>>>>

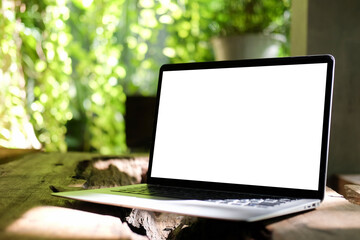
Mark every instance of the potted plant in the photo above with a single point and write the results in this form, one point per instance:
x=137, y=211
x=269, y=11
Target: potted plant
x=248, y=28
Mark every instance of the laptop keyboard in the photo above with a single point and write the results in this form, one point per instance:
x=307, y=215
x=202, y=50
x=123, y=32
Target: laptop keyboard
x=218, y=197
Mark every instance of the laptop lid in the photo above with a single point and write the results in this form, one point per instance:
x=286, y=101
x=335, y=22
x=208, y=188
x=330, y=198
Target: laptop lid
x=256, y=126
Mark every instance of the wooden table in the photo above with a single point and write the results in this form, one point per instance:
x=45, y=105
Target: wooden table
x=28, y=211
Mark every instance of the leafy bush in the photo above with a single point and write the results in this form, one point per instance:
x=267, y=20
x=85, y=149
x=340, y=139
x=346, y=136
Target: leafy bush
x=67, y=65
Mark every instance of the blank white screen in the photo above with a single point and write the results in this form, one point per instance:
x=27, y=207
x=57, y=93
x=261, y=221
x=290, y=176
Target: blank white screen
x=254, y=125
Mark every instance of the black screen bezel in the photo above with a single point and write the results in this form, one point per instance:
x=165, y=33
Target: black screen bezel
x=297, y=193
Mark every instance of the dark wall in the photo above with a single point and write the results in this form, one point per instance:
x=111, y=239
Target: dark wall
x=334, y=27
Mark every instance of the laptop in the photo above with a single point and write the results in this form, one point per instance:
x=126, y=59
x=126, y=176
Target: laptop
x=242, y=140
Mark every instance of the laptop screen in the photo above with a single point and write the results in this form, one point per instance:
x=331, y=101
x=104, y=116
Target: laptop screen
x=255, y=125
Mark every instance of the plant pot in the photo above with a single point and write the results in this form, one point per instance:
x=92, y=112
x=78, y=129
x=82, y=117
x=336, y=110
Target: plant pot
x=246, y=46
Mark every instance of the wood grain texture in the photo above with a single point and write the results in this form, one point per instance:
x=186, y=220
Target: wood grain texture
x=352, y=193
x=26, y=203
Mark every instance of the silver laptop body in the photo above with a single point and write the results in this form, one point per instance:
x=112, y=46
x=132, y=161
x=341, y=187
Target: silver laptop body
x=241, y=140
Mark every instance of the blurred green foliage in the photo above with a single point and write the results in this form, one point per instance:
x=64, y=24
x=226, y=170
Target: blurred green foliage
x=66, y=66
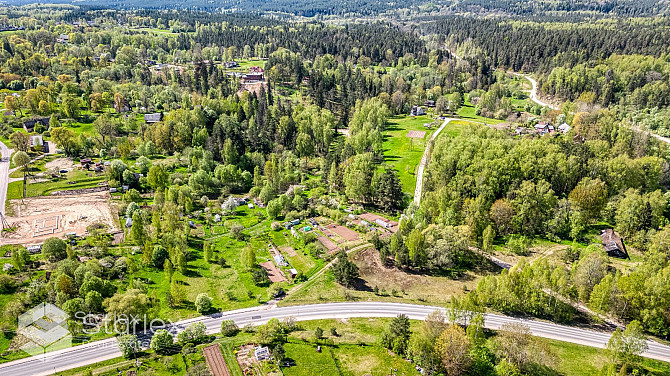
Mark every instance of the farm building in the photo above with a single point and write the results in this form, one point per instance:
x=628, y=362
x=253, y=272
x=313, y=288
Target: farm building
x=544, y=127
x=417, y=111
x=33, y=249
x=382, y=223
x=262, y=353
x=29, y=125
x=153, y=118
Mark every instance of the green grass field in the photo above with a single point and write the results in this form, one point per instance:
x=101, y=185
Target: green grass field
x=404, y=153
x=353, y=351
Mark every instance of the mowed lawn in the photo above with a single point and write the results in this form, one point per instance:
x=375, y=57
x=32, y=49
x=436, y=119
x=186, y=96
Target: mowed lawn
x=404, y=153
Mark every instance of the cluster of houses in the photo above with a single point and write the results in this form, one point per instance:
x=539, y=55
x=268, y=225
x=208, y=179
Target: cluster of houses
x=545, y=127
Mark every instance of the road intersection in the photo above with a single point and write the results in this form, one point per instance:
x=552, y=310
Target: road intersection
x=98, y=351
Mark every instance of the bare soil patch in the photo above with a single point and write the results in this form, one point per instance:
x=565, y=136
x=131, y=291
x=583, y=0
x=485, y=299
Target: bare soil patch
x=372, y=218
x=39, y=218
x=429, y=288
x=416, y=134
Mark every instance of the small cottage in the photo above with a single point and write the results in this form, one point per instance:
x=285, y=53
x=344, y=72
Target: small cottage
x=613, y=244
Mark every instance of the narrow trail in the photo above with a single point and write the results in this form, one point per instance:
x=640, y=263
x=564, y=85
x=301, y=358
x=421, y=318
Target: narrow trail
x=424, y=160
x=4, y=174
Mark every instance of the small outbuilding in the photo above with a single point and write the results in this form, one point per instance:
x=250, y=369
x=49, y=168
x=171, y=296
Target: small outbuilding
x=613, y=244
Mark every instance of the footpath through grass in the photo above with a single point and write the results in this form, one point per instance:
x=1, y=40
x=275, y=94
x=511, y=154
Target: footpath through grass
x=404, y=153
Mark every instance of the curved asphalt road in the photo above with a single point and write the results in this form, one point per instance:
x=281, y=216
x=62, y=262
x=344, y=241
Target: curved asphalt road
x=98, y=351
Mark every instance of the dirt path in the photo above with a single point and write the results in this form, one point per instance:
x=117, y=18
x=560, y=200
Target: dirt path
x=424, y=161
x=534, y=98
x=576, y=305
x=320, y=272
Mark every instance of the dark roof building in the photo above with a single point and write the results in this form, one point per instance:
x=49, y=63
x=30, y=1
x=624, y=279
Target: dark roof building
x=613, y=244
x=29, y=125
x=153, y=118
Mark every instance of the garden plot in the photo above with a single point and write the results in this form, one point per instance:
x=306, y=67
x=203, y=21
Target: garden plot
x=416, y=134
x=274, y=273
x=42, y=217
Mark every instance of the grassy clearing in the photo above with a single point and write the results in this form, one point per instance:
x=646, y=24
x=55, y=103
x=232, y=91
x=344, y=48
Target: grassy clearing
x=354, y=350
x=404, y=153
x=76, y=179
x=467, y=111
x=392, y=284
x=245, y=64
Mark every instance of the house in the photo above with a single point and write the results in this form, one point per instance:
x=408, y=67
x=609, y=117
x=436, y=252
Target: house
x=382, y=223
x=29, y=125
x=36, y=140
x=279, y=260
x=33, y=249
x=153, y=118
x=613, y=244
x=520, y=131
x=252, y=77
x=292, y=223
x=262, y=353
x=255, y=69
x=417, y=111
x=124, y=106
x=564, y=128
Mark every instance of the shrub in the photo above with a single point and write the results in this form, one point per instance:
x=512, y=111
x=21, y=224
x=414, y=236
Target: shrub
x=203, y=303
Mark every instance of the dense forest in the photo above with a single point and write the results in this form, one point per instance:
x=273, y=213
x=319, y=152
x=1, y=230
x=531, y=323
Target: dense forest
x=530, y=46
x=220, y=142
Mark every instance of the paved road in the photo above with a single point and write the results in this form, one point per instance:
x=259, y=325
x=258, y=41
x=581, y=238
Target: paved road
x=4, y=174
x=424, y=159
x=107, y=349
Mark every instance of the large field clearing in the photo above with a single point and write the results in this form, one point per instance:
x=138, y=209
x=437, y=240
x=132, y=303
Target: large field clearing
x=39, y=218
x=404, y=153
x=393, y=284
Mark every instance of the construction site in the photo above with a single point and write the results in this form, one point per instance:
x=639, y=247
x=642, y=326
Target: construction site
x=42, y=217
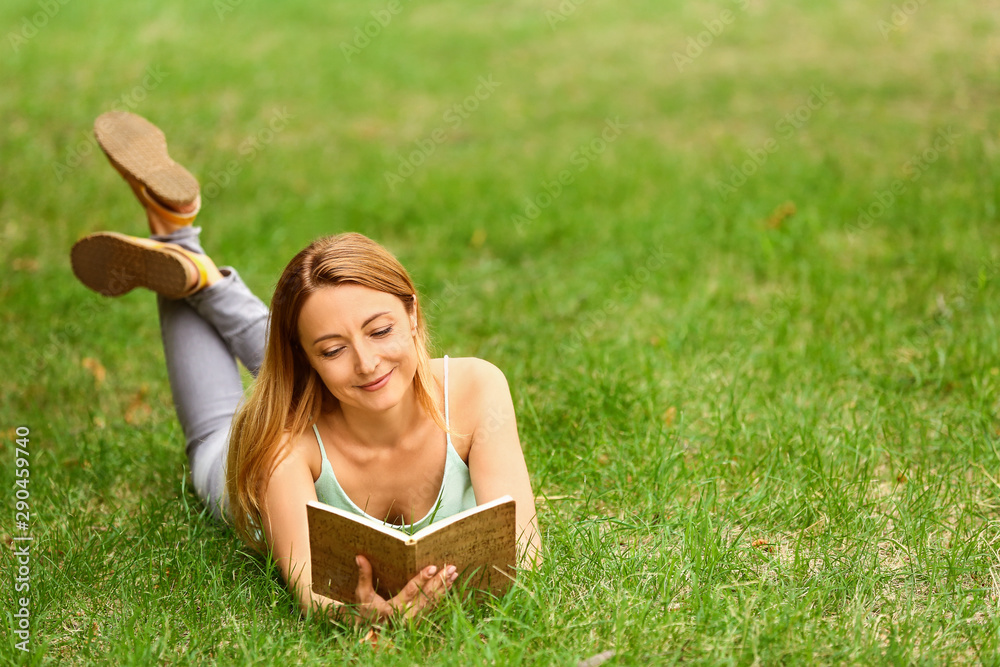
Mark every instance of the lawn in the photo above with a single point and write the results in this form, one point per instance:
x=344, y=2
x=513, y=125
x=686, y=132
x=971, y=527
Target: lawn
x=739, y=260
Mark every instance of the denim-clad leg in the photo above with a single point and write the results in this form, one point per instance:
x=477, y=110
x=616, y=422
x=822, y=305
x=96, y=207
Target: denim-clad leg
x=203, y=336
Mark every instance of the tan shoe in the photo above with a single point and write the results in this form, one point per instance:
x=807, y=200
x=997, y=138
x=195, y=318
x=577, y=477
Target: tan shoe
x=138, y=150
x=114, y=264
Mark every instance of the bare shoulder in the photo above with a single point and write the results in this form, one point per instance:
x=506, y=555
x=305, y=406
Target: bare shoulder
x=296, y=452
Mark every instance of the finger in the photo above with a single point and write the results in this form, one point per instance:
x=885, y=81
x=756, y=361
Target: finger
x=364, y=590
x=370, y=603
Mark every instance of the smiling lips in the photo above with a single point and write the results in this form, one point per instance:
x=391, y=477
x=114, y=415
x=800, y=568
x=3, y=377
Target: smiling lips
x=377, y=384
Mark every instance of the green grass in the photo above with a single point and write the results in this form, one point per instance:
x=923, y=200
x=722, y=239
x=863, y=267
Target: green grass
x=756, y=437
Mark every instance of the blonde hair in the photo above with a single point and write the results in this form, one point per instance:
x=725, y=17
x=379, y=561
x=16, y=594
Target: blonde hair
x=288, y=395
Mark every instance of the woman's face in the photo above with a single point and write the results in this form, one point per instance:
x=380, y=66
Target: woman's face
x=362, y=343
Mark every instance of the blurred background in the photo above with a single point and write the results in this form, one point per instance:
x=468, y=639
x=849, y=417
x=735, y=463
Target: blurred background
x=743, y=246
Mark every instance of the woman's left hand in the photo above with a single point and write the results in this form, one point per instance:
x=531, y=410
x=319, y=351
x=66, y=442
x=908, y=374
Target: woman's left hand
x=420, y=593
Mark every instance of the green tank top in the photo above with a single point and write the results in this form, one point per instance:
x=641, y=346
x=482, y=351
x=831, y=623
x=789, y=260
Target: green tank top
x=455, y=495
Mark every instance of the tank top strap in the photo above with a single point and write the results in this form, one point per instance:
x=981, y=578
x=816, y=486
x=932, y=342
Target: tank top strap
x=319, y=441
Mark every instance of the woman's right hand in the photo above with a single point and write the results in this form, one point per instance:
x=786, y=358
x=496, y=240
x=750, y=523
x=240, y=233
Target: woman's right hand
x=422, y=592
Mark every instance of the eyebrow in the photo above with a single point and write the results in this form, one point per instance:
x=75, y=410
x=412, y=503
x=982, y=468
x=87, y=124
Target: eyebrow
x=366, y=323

<<<<
>>>>

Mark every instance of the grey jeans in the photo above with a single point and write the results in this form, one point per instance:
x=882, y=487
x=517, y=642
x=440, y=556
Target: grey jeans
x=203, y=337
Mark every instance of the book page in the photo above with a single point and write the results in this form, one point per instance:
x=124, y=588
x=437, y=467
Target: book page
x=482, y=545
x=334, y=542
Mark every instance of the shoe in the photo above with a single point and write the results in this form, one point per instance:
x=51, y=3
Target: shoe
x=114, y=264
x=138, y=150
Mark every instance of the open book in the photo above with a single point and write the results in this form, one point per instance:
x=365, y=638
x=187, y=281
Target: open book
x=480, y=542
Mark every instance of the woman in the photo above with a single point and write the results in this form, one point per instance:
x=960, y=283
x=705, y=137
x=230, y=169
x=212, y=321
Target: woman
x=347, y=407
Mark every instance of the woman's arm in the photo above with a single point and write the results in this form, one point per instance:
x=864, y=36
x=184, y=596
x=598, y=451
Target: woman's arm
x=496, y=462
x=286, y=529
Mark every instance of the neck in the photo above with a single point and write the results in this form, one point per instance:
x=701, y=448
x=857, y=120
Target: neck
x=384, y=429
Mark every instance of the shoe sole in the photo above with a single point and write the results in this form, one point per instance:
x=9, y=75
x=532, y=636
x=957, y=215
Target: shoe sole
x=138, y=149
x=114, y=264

<<<<

REQUIRED WORK:
Copy, word for word, the stretch from the line containing "Mark every instance of the potted" through the line containing "x=256, y=126", including both of those lines. Reproduce nothing else from the entries.

THE COMPLETED TASK:
Mark every instance of the potted plant in the photo above with a single point and write the results in this form, one point per instance:
x=137, y=211
x=269, y=11
Target: potted plant
x=248, y=28
Mark every instance of the laptop keyboard in the photo above with a single point and write the results in this form, one point per instance:
x=307, y=215
x=202, y=50
x=123, y=32
Target: laptop keyboard
x=218, y=197
Mark every instance of the laptop lid in the photo above with a single point and write the results in this form, one point per instance:
x=286, y=101
x=335, y=22
x=208, y=188
x=330, y=198
Target: laptop lid
x=256, y=126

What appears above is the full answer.